The problem:
In the album review below, what makes "Rock My Soul" the greatest exception to the album's purely country gospel rule? Answer in one to three sentences.

Text excerpt:
In a year when Loretta Lynn and Alan Jackson dusted off their mics to release new material, country legends the Oak Ridge Boys have done the same on “Front Porch Singin’ “ to wholesome and admirable results.
The album that started with a simple “front porch” inspired studio session spurred on by producer Dave Cobb became a steady, wise and resonant gospel record featuring 11 tracks of both new material and covers, with traces of rockabilly added in for good measure.
As a whole, the album serves as a humble, country regal and peaceful effort from a band that’s been singing together since the current lineup was established in the 1960s.
The gospel sound is pervasive on the album, with its simple and familiar resolving melodies carried along at thoughtful, measured pace not only by the iconic vocals of the Oak Ridge Boys quartet, but also by softly sustained organ, carefully played piano and bits of twanging guitar where fitting.
“Front Porch Singin’ “ has much to impart in terms of both religiously based and life experience gained wisdom through a number of independent writers who have lent their pens to the effort.
Duane Allen sings about a father and the lessons he imparted to a son on “Good Old Ways”:
“Hard times are hard, but they make you who you are. And the lessons you’ve learned along the way are meant to be used often, lest they be forgotten. Life ain’t always made of good ol’ days. And I’m a proud member of the old ways.”
Recorded at RCA Studio A with the aid of Cobb before the U.S. was perceived to have crested the hill in dealing with the COVID-19 pandemic, the album’s inherent positivity might serve as much-needed mental and emotional medicine for those needing an intangible boost to lean across the proverbial finish line of the trying era.
“Love, Light and Healing” speaks on the necessity of peace, calm, comfort, home, family and faith in a soulfully sung prayer of simplicity:
“We pray for peace, we pray for calm. We wish you open hearts and open arms. Please grant us mercy and happiness. Let us rejoice in the joy we have.”
Echoing vocal reverb gives a few of the songs, particularly those sung without instrumental backing, a timeless feel, such as on the moving spatial harmonies present on the quartet’s takes on “Life’s Railway to Heaven” and “Swing Down Chariot.”
And there are a few purely fun jaunts along the way, too.
“Rock My Soul” serves as the greatest exception to the purely country gospel rule, picking up the tempo with considerable classic rockabilly pace and guitar licks that wind in and out to provide definition while staccato harmony accents and Richard Sterban’s bass vocals take the lead. It’s a similar style on the Oak Ridge Boys’ rendition of “Swing Down Chariot,” though the latter is executed without instrumentation.
The quartet’s version of “Unclouded Day” was the first track laid down upon Cobb’s request for a “front porch” sound. Its mid tempo, trotting head bob with a steady beat harkens to a simpler, happier place far away with honky-tonk guitar riffing underneath.

Collected data:
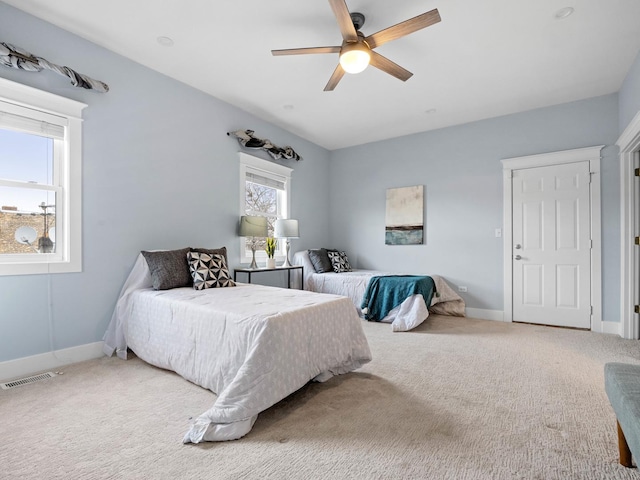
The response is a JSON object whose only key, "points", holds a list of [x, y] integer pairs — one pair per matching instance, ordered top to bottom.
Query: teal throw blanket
{"points": [[384, 293]]}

Response below:
"Rock My Soul" picks up the tempo with considerable classic rockabilly pace and guitar licks that wind in and out to provide definition. Staccato harmony accents and Richard Sterban's bass vocals take the lead.